Previous studies showed that natural walking reduces the susceptibility to VR sickness. However, many users still experience VR sickness when wearing VR headsets that allow free walking in room-scale spaces. This paper studies VR sickness and postural instability while the user walks in an immersive virtual environment using an electroencephalogram (EEG) headset and a full-body motion capture system. The experiment induced VR sickness by gradually increasing the translation gain beyond the user's detection threshold. A between-group comparison between participants with and without VR sickness symptoms found some significant differences in postural stability but found none on gait patterns during the walking. In the EEG analysis, the group with VR sickness showed a reduction of alpha power, a phenomenon previously linked to a higher workload and efforts to maintain postural control. In contrast, the group without VR sickness exhibited brain activities linked to fine cognitive-motor control. The EEG result provides new insights into the postural instability theory: participants with VR sickness could maintain their postural stability at the cost of a higher cognitive workload. Our result also indicates that the analysis of lower-frequency power could complement behavioural data for continuous VR sickness detection in both stationary and mobile VR setups.

翻译：既往研究表明，自然行走可降低对VR晕动症的易感性。然而，许多用户在佩戴支持自由行走的VR头显时仍会感到不适。本文通过脑电图设备与全身运动捕捉系统，研究用户在沉浸式虚拟环境中行走时的VR晕动症与姿势不稳定性。实验通过逐步提高超出用户感知阈值的平移增益来诱发VR晕动症。对有/无VR晕动症状的两组被试进行组间比较发现，虽然步态模式无显著差异，但姿势稳定性存在显著差异。脑电图分析显示，有晕动症组呈现出α波功率下降现象——这与先前研究发现的较高认知负荷及维持姿势控制的努力相关；而无晕动症组则表现出与精细认知-运动控制相关的脑活动。该脑电图结果为姿势不稳定性理论提供了新视角：有VR晕动症者虽能维持姿势稳定性，但需付出更高的认知负荷代价。研究结果还表明，低频功率分析可作为行为数据的补充，用于静态与移动VR场景中持续性VR晕动症的检测。

# [EXTRACTED RECORDS]
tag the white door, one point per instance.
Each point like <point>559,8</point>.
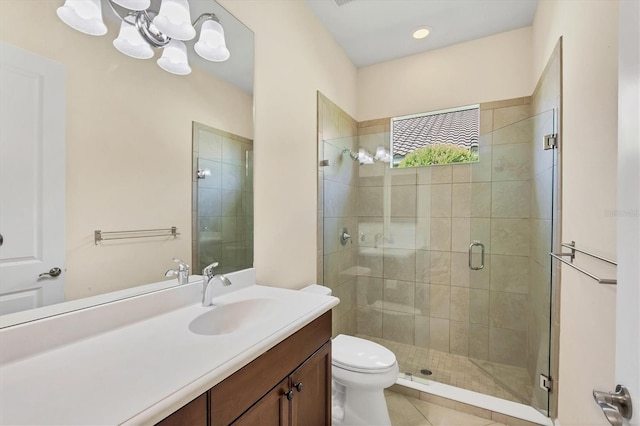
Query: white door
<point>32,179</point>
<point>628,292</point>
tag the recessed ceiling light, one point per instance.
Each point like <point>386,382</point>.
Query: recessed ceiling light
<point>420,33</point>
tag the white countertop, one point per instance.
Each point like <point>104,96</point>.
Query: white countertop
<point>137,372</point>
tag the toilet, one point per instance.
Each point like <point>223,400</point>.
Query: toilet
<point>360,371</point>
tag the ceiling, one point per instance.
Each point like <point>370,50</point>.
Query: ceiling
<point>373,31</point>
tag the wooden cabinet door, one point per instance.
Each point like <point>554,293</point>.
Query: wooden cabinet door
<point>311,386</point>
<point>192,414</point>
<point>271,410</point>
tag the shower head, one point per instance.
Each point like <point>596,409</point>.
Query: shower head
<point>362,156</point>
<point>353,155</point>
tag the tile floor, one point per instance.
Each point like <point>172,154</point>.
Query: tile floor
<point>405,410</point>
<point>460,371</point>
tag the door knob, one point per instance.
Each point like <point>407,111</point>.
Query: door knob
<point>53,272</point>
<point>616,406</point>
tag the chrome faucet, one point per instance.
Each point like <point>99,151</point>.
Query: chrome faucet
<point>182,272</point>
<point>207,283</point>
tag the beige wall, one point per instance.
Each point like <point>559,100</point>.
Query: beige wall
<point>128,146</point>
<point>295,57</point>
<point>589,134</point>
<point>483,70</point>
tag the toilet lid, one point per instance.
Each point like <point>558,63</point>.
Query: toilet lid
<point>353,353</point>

# [SET OF TASKS]
A. In the VR sickness abstract, how did the experiment induce VR sickness?
B. List every piece of equipment named in the VR sickness abstract.
C. In the VR sickness abstract, rewrite the passage from "翻译：既往研究表明，自然行走" to "景中持续性VR晕动症的检测。", changing "被试" to "参与者".

# [EXERCISE ANSWERS]
A. By gradually increasing the translation gain beyond the user's detection threshold.

B. VR headsets, an electroencephalogram (EEG) headset, and a full-body motion capture system.

C.
翻译：既往研究表明，自然行走可降低对VR晕动症的易感性。然而，许多用户在佩戴支持自由行走的VR头显时仍会感到不适。本文通过脑电图设备与全身运动捕捉系统，研究用户在沉浸式虚拟环境中行走时的VR晕动症与姿势不稳定性。实验通过逐步提高超出用户感知阈值的平移增益来诱发VR晕动症。对有/无VR晕动症状的两组参与者进行组间比较发现，虽然步态模式无显著差异，但姿势稳定性存在显著差异。脑电图分析显示，有晕动症组呈现出α波功率下降现象——这与先前研究发现的较高认知负荷及维持姿势控制的努力相关；而无晕动症组则表现出与精细认知-运动控制相关的脑活动。该脑电图结果为姿势不稳定性理论提供了新视角：有VR晕动症者虽能维持姿势稳定性，但需付出更高的认知负荷代价。研究结果还表明，低频功率分析可作为行为数据的补充，用于静态与移动VR场景中持续性VR晕动症的检测。